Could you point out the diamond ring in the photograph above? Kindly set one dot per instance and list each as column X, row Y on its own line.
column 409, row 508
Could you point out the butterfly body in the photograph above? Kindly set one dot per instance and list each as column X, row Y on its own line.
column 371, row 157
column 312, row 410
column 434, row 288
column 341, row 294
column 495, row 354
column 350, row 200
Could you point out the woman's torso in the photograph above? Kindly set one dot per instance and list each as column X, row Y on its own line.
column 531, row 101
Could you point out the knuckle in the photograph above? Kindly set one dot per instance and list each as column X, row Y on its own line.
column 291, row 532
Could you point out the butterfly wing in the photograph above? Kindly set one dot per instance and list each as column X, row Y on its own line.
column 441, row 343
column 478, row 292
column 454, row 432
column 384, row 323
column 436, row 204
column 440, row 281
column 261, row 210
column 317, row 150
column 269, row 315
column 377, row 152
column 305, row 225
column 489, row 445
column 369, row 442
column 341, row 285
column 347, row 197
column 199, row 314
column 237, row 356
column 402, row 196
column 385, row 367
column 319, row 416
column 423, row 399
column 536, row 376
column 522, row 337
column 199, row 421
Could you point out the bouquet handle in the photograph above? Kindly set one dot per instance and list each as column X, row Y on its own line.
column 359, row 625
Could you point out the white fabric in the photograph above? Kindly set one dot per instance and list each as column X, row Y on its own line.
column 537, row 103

...

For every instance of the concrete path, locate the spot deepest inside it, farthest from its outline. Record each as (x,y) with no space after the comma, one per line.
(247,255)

...

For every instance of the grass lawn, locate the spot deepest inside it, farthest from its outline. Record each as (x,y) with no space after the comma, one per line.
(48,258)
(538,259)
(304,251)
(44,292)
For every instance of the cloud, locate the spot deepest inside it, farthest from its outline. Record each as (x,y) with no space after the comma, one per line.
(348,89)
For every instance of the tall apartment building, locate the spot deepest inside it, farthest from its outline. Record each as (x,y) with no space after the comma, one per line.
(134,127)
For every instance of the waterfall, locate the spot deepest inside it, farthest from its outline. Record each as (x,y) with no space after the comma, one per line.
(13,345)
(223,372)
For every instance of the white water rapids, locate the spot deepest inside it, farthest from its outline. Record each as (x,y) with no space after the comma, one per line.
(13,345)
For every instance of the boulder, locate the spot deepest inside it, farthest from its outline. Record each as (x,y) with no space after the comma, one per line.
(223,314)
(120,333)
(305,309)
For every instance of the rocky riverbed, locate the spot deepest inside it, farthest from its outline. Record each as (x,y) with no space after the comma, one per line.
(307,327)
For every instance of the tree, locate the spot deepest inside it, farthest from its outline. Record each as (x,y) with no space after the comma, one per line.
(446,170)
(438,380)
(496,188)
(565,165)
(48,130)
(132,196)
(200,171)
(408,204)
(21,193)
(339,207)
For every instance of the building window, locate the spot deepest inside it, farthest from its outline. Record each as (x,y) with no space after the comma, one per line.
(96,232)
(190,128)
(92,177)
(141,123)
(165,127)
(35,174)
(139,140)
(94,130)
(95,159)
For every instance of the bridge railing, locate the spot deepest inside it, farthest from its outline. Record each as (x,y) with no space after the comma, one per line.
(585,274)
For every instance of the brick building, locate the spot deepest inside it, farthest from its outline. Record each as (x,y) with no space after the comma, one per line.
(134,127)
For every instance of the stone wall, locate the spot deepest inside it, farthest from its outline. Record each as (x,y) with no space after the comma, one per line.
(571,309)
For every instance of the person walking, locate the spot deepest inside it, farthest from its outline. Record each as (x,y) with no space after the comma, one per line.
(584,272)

Directive:
Retype the material word for word, starting at the line that contains "Could you point out the diamond" and ending at the line that contains "column 291, row 532", with both of those lines included.

Task solution:
Could you point out the diamond ring in the photograph above? Kindly set one dot per instance and list each as column X, row Y on its own line.
column 409, row 508
Could you point out the butterfly body in the photograph above? Kindly set one dot per instance and list each as column X, row Y on its own line.
column 371, row 157
column 312, row 410
column 434, row 288
column 341, row 294
column 495, row 354
column 350, row 200
Could you point out the woman's torso in the photograph above? Kindly set one dot per instance and list each as column X, row Y on its own line.
column 531, row 101
Could you point out the knuckle in the photograph above? Kindly set one dot per instance and list each as column X, row Y on its own line.
column 291, row 532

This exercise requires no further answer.